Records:
● ● ● ● ●
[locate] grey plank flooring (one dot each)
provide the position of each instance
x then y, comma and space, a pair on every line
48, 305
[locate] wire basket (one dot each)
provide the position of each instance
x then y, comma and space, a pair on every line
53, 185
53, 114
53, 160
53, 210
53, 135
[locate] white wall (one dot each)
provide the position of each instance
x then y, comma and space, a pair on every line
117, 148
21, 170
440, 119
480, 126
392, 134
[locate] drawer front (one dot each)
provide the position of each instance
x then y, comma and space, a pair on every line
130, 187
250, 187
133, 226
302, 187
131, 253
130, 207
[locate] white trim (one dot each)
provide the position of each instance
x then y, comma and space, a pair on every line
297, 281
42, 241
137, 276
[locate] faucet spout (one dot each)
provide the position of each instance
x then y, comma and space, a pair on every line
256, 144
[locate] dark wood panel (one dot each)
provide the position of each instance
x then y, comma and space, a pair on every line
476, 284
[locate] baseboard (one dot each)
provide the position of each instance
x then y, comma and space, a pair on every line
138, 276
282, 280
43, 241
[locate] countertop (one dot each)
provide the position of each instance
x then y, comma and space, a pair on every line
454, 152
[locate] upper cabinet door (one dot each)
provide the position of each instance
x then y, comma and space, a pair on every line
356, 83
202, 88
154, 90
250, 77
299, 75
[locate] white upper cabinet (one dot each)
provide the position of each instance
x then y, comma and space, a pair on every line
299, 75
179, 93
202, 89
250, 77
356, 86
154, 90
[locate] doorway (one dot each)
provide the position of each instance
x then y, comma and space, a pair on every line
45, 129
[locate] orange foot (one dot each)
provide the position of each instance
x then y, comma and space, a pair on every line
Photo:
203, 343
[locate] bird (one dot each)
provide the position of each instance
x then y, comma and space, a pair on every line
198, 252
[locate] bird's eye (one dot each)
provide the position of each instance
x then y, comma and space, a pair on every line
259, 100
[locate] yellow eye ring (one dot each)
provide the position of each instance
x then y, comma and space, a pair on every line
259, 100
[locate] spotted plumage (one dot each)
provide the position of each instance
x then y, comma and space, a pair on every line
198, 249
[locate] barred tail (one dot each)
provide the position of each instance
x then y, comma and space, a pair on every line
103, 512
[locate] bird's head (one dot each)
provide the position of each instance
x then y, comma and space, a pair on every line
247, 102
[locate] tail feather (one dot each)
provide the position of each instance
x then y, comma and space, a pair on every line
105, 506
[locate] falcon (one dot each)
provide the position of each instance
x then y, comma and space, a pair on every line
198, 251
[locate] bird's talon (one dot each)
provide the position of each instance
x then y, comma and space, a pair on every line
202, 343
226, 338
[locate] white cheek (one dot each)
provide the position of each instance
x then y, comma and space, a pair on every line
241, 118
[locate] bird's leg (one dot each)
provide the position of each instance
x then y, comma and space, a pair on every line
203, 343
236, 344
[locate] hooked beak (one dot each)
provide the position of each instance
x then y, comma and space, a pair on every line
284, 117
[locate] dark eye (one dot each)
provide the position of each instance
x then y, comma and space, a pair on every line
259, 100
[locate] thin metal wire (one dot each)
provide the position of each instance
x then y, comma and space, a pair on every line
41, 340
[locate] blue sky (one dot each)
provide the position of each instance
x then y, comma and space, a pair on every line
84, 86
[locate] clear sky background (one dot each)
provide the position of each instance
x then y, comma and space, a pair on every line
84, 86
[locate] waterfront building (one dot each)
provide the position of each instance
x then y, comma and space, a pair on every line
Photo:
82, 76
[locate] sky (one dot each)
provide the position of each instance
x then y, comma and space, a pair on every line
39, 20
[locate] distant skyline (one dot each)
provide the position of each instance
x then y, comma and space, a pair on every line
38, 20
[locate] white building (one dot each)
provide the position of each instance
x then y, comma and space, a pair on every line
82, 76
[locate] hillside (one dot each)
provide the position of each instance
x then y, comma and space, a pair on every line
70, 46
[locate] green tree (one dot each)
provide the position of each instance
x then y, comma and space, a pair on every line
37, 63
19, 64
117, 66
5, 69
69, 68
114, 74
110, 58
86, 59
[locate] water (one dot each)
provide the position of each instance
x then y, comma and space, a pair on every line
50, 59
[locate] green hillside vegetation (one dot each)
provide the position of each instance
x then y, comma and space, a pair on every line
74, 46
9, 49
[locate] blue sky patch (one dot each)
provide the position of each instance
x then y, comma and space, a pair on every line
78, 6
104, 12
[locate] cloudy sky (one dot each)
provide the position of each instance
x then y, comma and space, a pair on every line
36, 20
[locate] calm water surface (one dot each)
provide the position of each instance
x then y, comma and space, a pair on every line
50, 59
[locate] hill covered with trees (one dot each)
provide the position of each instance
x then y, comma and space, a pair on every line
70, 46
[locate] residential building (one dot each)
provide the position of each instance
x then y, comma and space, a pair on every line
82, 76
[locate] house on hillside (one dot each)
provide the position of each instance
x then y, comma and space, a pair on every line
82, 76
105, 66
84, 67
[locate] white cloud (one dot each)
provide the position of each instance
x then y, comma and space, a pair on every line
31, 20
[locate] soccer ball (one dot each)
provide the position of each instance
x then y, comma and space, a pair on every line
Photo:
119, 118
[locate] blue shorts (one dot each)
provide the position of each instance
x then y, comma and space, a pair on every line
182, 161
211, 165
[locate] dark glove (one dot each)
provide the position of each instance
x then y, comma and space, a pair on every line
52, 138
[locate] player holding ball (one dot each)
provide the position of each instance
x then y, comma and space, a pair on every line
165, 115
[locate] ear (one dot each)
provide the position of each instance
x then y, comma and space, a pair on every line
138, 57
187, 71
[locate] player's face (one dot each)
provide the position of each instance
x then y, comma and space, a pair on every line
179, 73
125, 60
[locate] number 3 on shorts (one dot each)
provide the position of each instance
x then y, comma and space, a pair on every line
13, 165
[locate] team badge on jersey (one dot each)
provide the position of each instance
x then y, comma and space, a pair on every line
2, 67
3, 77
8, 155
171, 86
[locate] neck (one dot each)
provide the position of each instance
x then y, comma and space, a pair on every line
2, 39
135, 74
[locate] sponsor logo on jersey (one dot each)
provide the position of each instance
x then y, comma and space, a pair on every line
● ● ● ● ●
• [What you are asked to do] Write out all the records again, switching "one dot each" to "one point each" and keeping everything else unchanged.

• [Solved exercise]
[locate] grey plank flooring (one point each)
provide the position of each instance
x then y, comma and space, a pair on every line
48, 305
[locate] wire basket (one point each)
provide the position of each instance
x then y, comma and space, a pair on every line
53, 185
53, 114
53, 160
53, 210
53, 135
[locate] white wall (one point each)
provide the position of each instance
x then y, comma and space, a pair on every line
117, 148
21, 170
440, 119
480, 126
392, 134
[locate] drawer front (one point each)
provide the position of each instance
x then y, comma and space, a pair on every line
130, 187
250, 187
133, 226
302, 187
131, 253
130, 207
[locate] white trim (one point each)
provide the position of each instance
x then y, comma and space, a pair on every line
297, 281
42, 241
137, 276
[locate] faucet spout (one point each)
provide the position of each instance
x then y, comma and space, a pair on every line
256, 144
[locate] dark wood panel (one point each)
provide the position of each instance
x then y, comma and space, a pair on every line
476, 284
[locate] baseboard (one point each)
provide the position of each instance
x then y, comma and space, a pair on every line
138, 276
282, 280
43, 241
[locate] countertop (one point each)
provide the position of each instance
x then y, comma and space, a pair on every line
454, 152
[locate] upper cabinet door (one point each)
provide the position of each instance
x then y, comma and space, a pair on every line
356, 83
202, 88
154, 90
250, 77
299, 75
[locate] white upper cabinet (one point each)
provide the position of each instance
x then y, comma and space, a pair on every line
299, 75
179, 93
202, 89
250, 77
356, 86
154, 90
[locate] doorway (one point each)
provide the position of each instance
x then y, comma and space, a pair on every line
45, 129
[locate] orange foot (one point each)
provide the position of each instance
x then y, comma and space, a pair on every line
Photo:
203, 343
[locate] bird (one point each)
provide the position of each instance
x then y, comma and space, a pair on every line
198, 252
[locate] bird's eye (one point each)
provide the position of each instance
x then y, comma and space, a pair on every line
259, 100
[locate] yellow eye ring (one point each)
provide the position of each instance
x then y, comma and space, a pair on every line
259, 100
[locate] spotted plumage (one point each)
provide the position of each instance
x then y, comma and space, a pair on every line
198, 249
[locate] barred tail (one point each)
provide the position of each instance
x then y, comma and space, a pair on every line
103, 512
[locate] bird's head (one point each)
provide the position of each instance
x then y, comma and space, a pair on every line
247, 102
[locate] tail feather (one point each)
provide the position of each instance
x then y, comma and space, a pair on every line
105, 506
[locate] falcon (one point each)
provide the position of each instance
x then y, comma and space, a pair on every line
198, 251
[locate] bird's talon (one point each)
provide the position of each instance
x then y, comma and space, a pair on every line
202, 343
226, 338
[locate] white cheek (one point each)
provide the position of each instance
x then y, comma and space, a pair on every line
241, 118
[locate] bird's leg (one point each)
provide the position of each instance
x then y, comma and space, a pair on every line
203, 343
236, 344
[locate] hooked beak (one point each)
provide the position of each instance
x then y, comma and space, a pair on every line
284, 117
[locate] dark eye (one point each)
provide the position of each instance
x then y, comma and space, a pair on every line
259, 100
[locate] thin metal wire (one point each)
provide the position of each instance
x then y, comma and space, a pair on every line
41, 340
[locate] blue sky (one point each)
provide the position of each instance
x then y, comma and space, a pair on every line
84, 86
[locate] clear sky background (one point each)
provide the position of each instance
x then y, comma and space, a pair on every line
84, 86
[locate] waterfront building (one point each)
provide the position of each instance
x then y, comma and space, a pair on every line
Photo:
82, 76
[locate] sky (one point each)
provide the position of each instance
x then y, comma and space, a pair on every line
39, 20
[locate] distant skyline (one point each)
provide the position of each instance
x then y, comma and space, a pair on every line
38, 20
[locate] white building (one point each)
provide the position of each instance
x then y, comma and space, a pair on every line
82, 76
[locate] hillside (one point each)
provide the position of each instance
x then y, comma and space, a pair on every line
70, 46
[locate] green tree (one point each)
provide the position of each instance
x then y, comma and space, a pair on every line
37, 63
19, 64
117, 66
5, 69
69, 68
114, 74
110, 58
86, 59
[locate] water (one point each)
provide the position of each instance
x then y, comma and space, a pair on every line
50, 59
[locate] green hillside vegetation (one point each)
provide the position of each instance
x then y, comma and space, a pair on every line
74, 46
9, 49
[locate] blue sky patch (one point each)
provide the position of each instance
x then y, comma and space, a pair on every line
78, 6
104, 12
[locate] cloudy sky (one point each)
provide the position of each instance
x then y, comma and space, a pair on every line
36, 20
[locate] calm water surface (one point each)
provide the position of each instance
x then y, comma and space, a pair on every line
50, 59
[locate] hill covered with trees (one point each)
provide the position of each instance
x then y, comma and space, a pair on every line
70, 46
[locate] residential building (one point each)
provide the position of each instance
x then y, comma and space, a pair on every line
82, 76
[locate] house on hillside (one point each)
provide the position of each instance
x then y, comma and space, a pair on every line
82, 76
105, 66
84, 67
[locate] white cloud (one point each)
provide the position of each instance
x then y, comma and space, a pair on every line
31, 20
[locate] soccer ball (one point each)
provide the position of each instance
x then y, comma and space, a pair on every line
Photo:
119, 118
[locate] blue shorts (one point each)
provide the position of each instance
x then y, comma and space, a pair on every line
182, 161
211, 165
[locate] dark glove (one point each)
provide the position of each instance
x then y, comma and space, a pair on every line
52, 138
[locate] player holding ball (one point each)
provide the position of each instance
x then y, comma and space, a pair on every line
165, 115
[locate] ear (one point each)
provide the position of each instance
x then y, comma and space, a pair on every line
138, 57
187, 71
[locate] player's face (one point each)
provide the position of each instance
x then y, comma and space, a pair on every line
179, 73
125, 60
[locate] number 3 on shorts (one point each)
provide the position of each instance
x then y, comma and space, a pair on every line
13, 165
[locate] team badge on jersey (one point each)
provide the position of each instance
x then y, comma and space, a pair on every line
2, 67
3, 77
8, 155
171, 86
[locate] neck (one point each)
provide the position of each instance
x then y, comma and space, a pair on every line
2, 39
135, 74
[locate] sponsor logo on jersey (one point each)
provide the position of each instance
x then y, comma and space, a pair on every line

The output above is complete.